Begin Document passage
The scope of the savings clause has recently been examined by the Supreme Court in two cases decided the same day, United States v. Menasche, 1955, 348 U.S. 528, 75 S. Ct. 513, and Shomberg v. United States, 1955, 348 U.S. 540, 75 S. Ct. 509. Though both cases involved the naturalization rather than the deportation provisions of the 1952 Act, the analysis the opinions make of the savings clause is significantly helpful in determining the questions at issue in the present case.
In the Menasche case it was held that the savings clause operated to protect the alien's previously acquired status. The Court traced the origin and development in our immigration and naturalization statutes of this savings provision. 348 U.S. 528, at pages 531-535, 75 S. Ct. 513, at pages 515-517. It was the Court's conclusion that 'The whole development of this general savings clause, its predecessors accompanying each of the recent codifications in the field of immigration and naturalization, manifests a well-established congressional policy not to strip aliens of advantages gained under prior laws. The consistent broadening of the savings provision, particularly in its general terminology, indicates that this policy of preservation was intended to apply to matters both within and without the specific contemplation of Congress.' 348 U.S. at page 535, 75 S.Ct. at page 518.
End Document passage
Begin Supplied data
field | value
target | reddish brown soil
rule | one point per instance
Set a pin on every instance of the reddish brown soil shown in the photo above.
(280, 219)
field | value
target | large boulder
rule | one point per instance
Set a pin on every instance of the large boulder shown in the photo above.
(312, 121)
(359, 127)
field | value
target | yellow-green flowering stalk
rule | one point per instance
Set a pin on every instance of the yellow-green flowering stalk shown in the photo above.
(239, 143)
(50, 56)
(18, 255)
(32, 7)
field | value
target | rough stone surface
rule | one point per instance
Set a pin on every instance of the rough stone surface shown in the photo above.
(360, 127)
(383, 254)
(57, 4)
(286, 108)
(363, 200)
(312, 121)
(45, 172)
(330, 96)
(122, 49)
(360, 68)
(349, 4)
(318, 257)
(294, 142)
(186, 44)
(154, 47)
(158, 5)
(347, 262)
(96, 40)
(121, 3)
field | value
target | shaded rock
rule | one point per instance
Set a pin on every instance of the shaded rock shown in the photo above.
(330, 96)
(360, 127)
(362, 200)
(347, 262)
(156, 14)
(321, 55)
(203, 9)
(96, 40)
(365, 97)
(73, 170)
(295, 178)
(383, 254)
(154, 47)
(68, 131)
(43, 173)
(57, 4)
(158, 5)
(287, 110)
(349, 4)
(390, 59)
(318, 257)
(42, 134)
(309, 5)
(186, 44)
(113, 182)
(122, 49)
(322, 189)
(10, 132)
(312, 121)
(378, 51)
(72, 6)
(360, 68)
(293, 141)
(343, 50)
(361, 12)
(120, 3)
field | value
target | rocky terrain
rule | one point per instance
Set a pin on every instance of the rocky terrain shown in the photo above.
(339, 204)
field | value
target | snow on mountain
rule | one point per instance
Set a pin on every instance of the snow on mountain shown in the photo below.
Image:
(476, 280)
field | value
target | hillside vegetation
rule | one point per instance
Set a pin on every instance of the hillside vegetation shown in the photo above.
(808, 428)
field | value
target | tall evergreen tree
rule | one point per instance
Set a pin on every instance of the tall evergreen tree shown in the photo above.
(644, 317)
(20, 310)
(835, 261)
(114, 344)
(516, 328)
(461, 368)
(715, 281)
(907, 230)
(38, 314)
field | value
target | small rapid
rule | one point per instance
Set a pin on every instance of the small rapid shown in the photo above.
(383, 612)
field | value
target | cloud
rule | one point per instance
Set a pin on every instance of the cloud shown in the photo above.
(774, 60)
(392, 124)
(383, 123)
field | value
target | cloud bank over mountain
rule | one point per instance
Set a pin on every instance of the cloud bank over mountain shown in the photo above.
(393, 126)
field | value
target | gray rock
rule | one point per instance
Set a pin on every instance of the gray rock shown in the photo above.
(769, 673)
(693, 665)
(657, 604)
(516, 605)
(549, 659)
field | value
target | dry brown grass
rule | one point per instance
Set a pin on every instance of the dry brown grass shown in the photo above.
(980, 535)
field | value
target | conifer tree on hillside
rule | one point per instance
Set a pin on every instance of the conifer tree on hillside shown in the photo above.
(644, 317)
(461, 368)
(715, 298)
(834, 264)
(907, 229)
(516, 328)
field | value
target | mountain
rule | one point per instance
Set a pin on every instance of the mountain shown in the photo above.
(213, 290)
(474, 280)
End Supplied data
> Required tasks:
A - Reproduce the passage on the savings clause word for word, from start to finish.
B - Show every line of the rows that contains the string "hillside".

> Final answers:
A -
The scope of the savings clause has recently been examined by the Supreme Court in two cases decided the same day, United States v. Menasche, 1955, 348 U.S. 528, 75 S. Ct. 513, and Shomberg v. United States, 1955, 348 U.S. 540, 75 S. Ct. 509. Though both cases involved the naturalization rather than the deportation provisions of the 1952 Act, the analysis the opinions make of the savings clause is significantly helpful in determining the questions at issue in the present case.
In the Menasche case it was held that the savings clause operated to protect the alien's previously acquired status. The Court traced the origin and development in our immigration and naturalization statutes of this savings provision. 348 U.S. 528, at pages 531-535, 75 S. Ct. 513, at pages 515-517. It was the Court's conclusion that 'The whole development of this general savings clause, its predecessors accompanying each of the recent codifications in the field of immigration and naturalization, manifests a well-established congressional policy not to strip aliens of advantages gained under prior laws. The consistent broadening of the savings provision, particularly in its general terminology, indicates that this policy of preservation was intended to apply to matters both within and without the specific contemplation of Congress.' 348 U.S. at page 535, 75 S.Ct. at page 518.

B -
target | hillside vegetation
Set a pin on every instance of the hillside vegetation shown in the photo above.
target | conifer tree on hillside
Set a pin on every instance of the conifer tree on hillside shown in the photo above.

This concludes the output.